### Stated task
Print each of the rows below word for word, from the first to the last, leaving none out.

[START Task input]

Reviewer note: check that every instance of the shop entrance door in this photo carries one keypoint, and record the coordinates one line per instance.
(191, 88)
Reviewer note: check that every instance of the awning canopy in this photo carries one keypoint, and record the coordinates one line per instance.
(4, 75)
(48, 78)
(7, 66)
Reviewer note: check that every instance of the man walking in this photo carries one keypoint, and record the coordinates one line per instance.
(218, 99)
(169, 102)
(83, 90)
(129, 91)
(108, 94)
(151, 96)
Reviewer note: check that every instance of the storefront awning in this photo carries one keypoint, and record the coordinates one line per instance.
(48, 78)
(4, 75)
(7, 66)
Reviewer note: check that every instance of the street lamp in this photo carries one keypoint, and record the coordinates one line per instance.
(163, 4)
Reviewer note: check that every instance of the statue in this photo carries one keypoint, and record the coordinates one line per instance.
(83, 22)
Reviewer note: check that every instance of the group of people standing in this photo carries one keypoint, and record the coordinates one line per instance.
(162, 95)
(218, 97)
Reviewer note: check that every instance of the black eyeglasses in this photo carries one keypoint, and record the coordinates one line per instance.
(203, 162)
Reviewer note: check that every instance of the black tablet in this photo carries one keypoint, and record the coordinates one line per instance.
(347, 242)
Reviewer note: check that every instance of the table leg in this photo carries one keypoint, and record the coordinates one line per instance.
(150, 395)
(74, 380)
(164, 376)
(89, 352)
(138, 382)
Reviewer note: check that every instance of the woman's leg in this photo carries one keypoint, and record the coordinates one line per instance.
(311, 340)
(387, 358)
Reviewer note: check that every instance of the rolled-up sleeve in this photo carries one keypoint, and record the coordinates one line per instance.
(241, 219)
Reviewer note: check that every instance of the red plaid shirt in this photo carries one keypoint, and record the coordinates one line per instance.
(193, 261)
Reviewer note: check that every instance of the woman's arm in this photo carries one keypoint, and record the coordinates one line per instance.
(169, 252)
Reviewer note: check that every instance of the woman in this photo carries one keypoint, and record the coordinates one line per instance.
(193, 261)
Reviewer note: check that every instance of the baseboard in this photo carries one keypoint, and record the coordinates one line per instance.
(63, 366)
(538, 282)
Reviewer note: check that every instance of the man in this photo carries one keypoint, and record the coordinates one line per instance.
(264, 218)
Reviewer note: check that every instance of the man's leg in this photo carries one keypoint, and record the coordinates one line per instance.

[END Task input]

### Exercise answer
Reviewer note: check that every instance of the shop entrance door in this photo carries one keypoint, and record the coordinates one line per instance.
(191, 88)
Reviewer note: check that every instance of the awning canopy in this photo carries one keypoint, and record the coordinates one line per instance.
(4, 75)
(48, 78)
(7, 66)
Reviewer note: check that every instance of the man walking in this photo carries one keypoint, and record the coordinates one line per instance.
(218, 99)
(169, 102)
(83, 90)
(129, 91)
(108, 94)
(151, 96)
Reviewer note: check that every instance of the storefront awning in this photo carries one keypoint, and record the coordinates one line per instance.
(48, 78)
(4, 75)
(7, 66)
Reviewer note: check that every instance of the street lamp in this photo carries one keypoint, and record the coordinates one line per instance.
(163, 4)
Reviewer note: check that every instance of the statue in this photo carries one keypoint, and record the coordinates one line per instance.
(83, 22)
Reviewer note: check that every instance of the group of people standing in this photo carries one keypoint, and record the coordinates one line per instance.
(162, 95)
(218, 97)
Reviewer note: check that every instance of the black eyeglasses in this photo carries one keypoint, and record the coordinates one line per instance.
(203, 162)
Reviewer note: check that every instance of the black tablet in this photo carries one keypoint, and record the coordinates one line per instance.
(347, 242)
Reviewer note: check that every instance of the table leg in this photo carries one keypoint, and record the coordinates one line per instance.
(150, 395)
(74, 380)
(164, 376)
(89, 352)
(138, 382)
Reviewer note: check that every instance of the woman's leg in this photo carries one keypoint, and record the coordinates one line per instance.
(311, 340)
(387, 358)
Reviewer note: check that every instance of the rolled-up sleeve in this photo carries one keypoint, and record the coordinates one line per instance.
(241, 219)
Reviewer note: check that every instance of the red plaid shirt in this photo carries one keypoint, and record the coordinates one line per instance.
(193, 261)
Reviewer note: check that every instance of the woman's arm in this photo carries one keypoint, and record the coordinates one line per instance.
(169, 252)
Reviewer note: check that every instance of the woman in this photo carries one keypoint, and record the coordinates one line per instance.
(193, 261)
Reviewer note: check that every instance of the baseboard in this photo carries one keypoint, and record the coordinates one line per instance.
(63, 366)
(538, 282)
Reviewer note: check that every instance of the man in this photo carries one keypoint, and record the coordinates one line per instance.
(264, 218)
Reviewer note: check that every instance of the man's leg in this photo carries one keypoint, and record the coordinates one line per instance.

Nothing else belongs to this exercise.